##### Data to examine
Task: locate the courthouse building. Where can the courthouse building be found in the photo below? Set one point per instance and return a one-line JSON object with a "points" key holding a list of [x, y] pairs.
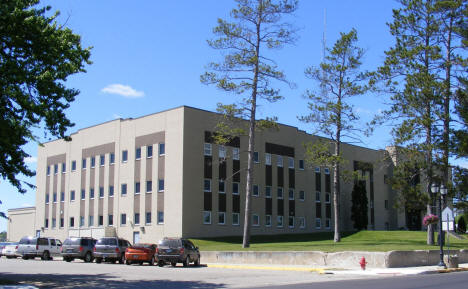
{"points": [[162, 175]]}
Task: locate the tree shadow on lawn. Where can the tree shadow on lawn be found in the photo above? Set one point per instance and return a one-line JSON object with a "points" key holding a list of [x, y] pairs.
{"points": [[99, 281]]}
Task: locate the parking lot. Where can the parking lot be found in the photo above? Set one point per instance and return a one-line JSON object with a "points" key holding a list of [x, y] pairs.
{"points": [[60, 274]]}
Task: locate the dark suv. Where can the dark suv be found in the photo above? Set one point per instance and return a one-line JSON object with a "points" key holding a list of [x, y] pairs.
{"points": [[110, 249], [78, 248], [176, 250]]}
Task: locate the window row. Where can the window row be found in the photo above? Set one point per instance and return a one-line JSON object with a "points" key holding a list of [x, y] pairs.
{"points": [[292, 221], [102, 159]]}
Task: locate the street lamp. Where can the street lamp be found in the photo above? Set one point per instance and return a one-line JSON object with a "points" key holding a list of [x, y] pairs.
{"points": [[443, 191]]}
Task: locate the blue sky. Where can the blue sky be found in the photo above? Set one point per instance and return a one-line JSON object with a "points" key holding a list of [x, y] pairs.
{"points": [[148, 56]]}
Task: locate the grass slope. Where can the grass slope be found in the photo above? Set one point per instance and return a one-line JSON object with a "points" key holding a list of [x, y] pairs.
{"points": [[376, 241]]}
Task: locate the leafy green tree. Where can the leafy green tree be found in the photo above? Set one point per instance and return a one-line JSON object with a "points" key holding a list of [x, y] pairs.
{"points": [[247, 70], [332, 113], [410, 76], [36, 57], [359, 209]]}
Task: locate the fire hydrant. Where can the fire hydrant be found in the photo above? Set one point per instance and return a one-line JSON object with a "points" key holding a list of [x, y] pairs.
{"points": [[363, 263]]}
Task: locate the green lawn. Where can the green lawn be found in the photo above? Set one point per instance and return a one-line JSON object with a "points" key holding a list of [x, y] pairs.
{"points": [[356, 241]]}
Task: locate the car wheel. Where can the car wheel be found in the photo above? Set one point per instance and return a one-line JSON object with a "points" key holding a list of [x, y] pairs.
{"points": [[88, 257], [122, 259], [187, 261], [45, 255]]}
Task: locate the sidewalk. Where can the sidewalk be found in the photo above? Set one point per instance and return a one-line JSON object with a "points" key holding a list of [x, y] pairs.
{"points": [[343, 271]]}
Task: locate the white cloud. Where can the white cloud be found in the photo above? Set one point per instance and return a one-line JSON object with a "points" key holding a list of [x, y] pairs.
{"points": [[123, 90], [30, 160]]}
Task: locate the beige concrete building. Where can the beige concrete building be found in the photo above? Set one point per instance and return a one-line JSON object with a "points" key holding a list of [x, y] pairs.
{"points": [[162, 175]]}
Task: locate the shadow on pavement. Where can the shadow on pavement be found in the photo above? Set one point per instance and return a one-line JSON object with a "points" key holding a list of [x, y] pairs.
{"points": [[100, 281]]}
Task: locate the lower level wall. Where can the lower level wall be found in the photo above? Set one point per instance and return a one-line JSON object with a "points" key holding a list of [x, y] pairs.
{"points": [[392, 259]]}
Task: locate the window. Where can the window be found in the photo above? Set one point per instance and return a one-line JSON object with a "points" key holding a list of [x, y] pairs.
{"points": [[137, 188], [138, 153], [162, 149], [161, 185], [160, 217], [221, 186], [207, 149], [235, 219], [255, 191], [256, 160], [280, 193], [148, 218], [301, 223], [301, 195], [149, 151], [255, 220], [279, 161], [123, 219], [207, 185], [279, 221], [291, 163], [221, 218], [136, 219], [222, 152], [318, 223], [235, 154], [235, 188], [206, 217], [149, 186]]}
##########
Exercise objective: Each entry needs to be retyped exactly; the pictures stay out.

Exercise output:
Task: locate the courthouse building. Where can the courthouse building be found in the photo below? Set one point per instance and return a one-line JSON object with a "points" key holding a list of [x, y] pairs.
{"points": [[162, 175]]}
Task: locate the tree shadow on lawn. Where can the tree shadow on lawn be found in the photo above? Set one point per instance and return a one-line JSON object with a "points" key holding a list of [x, y] pairs.
{"points": [[99, 281]]}
Task: locate the parking lot. Where can the parking lot be found in the photo above? Set one point per instance and return a one-line JSON object with a "points" key holding a list of [x, y] pairs.
{"points": [[60, 274]]}
Task: locate the dark suv. Where can the dark suv be found in the photo above? Set one point per instance and return a one-line JSON object with a "points" key holding a list of [x, y] pairs.
{"points": [[110, 249], [78, 248], [176, 250]]}
Task: locate the window row. Where can the window row be found in the photo above? Set one point per instance and return a one-line JSON object with a "points" key holding a list of [x, y] pairs.
{"points": [[292, 221], [102, 159]]}
Task: locate the street lamp. Where can the street lamp be found in the photo above? Set one point per instance and return a one-line JSON object with a "points" key holding a list of [x, y] pairs.
{"points": [[443, 191]]}
Task: locate the blue sky. Where can the blue sky be found in the photo above? Set one point per instance and return a one-line JSON object with a "points" key holding a list of [x, y] pairs.
{"points": [[148, 56]]}
Task: locate the grass slope. Where can the grass slope be found in the photo above? Set one point per instance and return a one-line JSON object with a "points" key holding a list of [x, y] pairs.
{"points": [[376, 241]]}
Task: locate the leafy green tree. Where can the leafy green tree be found in the photo above? Set one point per instance and return a one-line JSON object with a "points" key holding a list of [x, y] pairs.
{"points": [[247, 70], [332, 113], [410, 76], [36, 57], [359, 209]]}
Task: locate the fire hydrant. Where can the fire hydrant be found in the photo above? Set one point per instance and return a one-line JSON object with a "points" key holding a list of [x, y] pairs.
{"points": [[363, 263]]}
Task: locate the green lawn. Where can the green lawn be found in the photo above? Set one point per instance and return a one-line JSON object with a "points" key holding a list of [x, y] pairs.
{"points": [[356, 241]]}
Task: locate the car wheel. Where can the car wheel be found in the photo above? Set one point per instance and return a one-line JSON object with a "points" key holding a list of [x, y] pairs.
{"points": [[88, 257], [122, 259], [187, 261], [45, 255]]}
Task: locate the sidewalk. Where can the sidewalk be found in the photo above? Set one point per instance and return a one-line JSON object with a "points" key holding a list of [x, y] pairs.
{"points": [[343, 271]]}
Task: locate the white cloud. Where can the white cloud be found in the photo above? Set one point per instance and return a one-line JSON object with a "points" key holding a list of [x, y] pairs.
{"points": [[123, 90], [30, 160]]}
Task: locate the beige concrete building. Where can the beige concrete building be found in the photo above? Set one point per instance and return a one-line JSON object with a "points" key holding a list of [x, y] pairs.
{"points": [[162, 175]]}
Task: locate the shadow on pavement. Where can the shadow on pavement be found in the photo above? Set one point per instance and return a one-line JSON object with a "points" key holding a list of [x, y] pairs.
{"points": [[100, 281]]}
Task: locate the lower level wall. Where can the lower level wall be found in the photo above? Set one point per instance and return a one-line JSON object with a "points" key holding a list of [x, y] pairs.
{"points": [[392, 259]]}
Task: locate the window. Where can the window be found in the photo above? Set one point per instance and return a one-line JSON object with a "points" key holding a list of [x, y] pairs.
{"points": [[137, 188], [138, 153], [162, 149], [161, 185], [160, 217], [221, 186], [207, 149], [235, 219], [255, 191], [256, 160], [280, 193], [148, 218], [301, 223], [301, 195], [149, 151], [255, 220], [279, 161], [123, 219], [207, 185], [279, 221], [291, 163], [221, 218], [136, 219], [222, 152], [318, 223], [235, 154], [235, 188], [206, 217], [149, 186]]}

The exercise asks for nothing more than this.